> LESETEXT
Interview mit Andreas Nilsson (Gitarrist) / April 2004

Hallo Andreas! Danke, daß du dir für so ein kleines Internetmagazin wie unseres Zeit nimmst.

Wirklich kein Problem.

Ich weiß, dass du gerade von einem Konzert in Sundsvall/Schweden zurückkommst. Wie ist es gewesen? Ich meine, wie war es aus der Sicht der Band? Hat das Publikum so reagiert, wie ihr das erwartet hattet? (Wie ich hörte war es während der Proben sehr kalt dort, fast zu kalt um zu spielen…Ich hoffe, dass ihr das Problem während des Auftritts nicht mehr hattet.)

Ich denke, die Show war okay. Es war zwar erfahrungsmäßig keine unserer besten Vorstellungen, die Leute schienen unsere Sachen zu kennen, also sind wir im Großen und Ganzen zufrieden. Glücklicherweise nähert sich der Frühling, so dass die Temperaturen in unserem Proberaum nicht mehr in den Minusbereichen liegen. Das war etwas, womit wir ein paar Monate zu leben hatten und was einem kaputt gegangenen Heizkörper zu verdanken ist.

> BEREITGESTELLTE DATEN

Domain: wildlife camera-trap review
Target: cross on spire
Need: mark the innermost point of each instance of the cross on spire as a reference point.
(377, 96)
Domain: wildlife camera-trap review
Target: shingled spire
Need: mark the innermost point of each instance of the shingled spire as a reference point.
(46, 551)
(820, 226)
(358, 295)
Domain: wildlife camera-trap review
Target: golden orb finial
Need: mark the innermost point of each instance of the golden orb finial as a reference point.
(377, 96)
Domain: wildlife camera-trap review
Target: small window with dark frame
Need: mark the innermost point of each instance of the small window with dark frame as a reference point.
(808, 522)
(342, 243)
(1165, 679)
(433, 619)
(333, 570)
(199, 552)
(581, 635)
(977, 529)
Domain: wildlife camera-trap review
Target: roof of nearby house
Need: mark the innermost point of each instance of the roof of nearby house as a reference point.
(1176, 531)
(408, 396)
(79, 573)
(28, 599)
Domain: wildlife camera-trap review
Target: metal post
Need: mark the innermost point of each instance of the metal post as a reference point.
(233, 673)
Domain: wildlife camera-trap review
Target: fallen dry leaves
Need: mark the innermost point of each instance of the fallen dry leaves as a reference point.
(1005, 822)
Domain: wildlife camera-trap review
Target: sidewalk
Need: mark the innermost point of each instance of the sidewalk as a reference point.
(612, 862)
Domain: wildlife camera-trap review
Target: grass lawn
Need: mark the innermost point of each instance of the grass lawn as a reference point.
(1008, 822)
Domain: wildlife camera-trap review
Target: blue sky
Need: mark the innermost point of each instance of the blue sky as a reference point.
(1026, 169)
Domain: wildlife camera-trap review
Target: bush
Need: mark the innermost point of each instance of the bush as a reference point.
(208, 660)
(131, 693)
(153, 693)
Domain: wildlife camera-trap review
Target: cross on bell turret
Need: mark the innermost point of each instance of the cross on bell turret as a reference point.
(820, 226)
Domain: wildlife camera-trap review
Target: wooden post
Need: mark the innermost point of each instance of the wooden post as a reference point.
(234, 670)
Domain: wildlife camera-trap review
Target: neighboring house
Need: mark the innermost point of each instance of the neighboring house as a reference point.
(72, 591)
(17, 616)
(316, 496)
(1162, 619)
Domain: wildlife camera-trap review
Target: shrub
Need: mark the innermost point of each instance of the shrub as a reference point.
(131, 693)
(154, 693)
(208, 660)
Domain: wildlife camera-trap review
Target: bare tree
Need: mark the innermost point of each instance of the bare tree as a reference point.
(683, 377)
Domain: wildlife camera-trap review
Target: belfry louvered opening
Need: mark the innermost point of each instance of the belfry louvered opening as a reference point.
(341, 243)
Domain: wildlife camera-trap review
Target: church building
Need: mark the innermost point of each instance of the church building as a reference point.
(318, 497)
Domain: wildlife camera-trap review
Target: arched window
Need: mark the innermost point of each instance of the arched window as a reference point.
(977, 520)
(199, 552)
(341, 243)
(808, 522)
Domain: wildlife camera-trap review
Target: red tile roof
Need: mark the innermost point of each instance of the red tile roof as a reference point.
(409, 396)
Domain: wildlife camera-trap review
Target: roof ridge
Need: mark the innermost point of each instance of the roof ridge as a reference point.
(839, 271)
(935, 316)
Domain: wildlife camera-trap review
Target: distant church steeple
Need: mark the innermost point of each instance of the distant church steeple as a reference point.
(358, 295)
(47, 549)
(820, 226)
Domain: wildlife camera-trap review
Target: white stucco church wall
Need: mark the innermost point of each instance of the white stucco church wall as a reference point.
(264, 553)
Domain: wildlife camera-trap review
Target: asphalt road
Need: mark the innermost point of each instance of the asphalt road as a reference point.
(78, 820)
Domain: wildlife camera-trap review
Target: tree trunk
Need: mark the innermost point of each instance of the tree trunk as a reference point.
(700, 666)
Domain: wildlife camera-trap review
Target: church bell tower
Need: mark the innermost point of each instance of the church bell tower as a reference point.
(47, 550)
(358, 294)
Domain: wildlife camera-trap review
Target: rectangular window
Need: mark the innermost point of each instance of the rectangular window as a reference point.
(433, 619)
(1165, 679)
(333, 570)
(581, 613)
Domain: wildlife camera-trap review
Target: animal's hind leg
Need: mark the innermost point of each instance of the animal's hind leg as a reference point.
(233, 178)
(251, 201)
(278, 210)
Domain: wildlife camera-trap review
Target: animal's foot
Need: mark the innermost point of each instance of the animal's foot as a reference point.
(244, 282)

> AUFGABE
Stimmen die folgenden Aussagen mit dem Interview überein? Beantworte jede mit Ja oder Nein und zitiere die entscheidenden Worte des Interviews wörtlich.
(a) Andreas Nilsson zählt das Konzert in Sundsvall zu den besten Vorstellungen der Band.
(b) Das Publikum schien die Stücke der Band zu kennen.
(c) Die Kälte im Proberaum ging auf einen defekten Heizkörper zurück.

> LÖSUNG
(a) Nein: „Es war zwar erfahrungsmäßig keine unserer besten Vorstellungen“
(b) Ja: „die Leute schienen unsere Sachen zu kennen“
(c) Ja: „was einem kaputt gegangenen Heizkörper zu verdanken ist“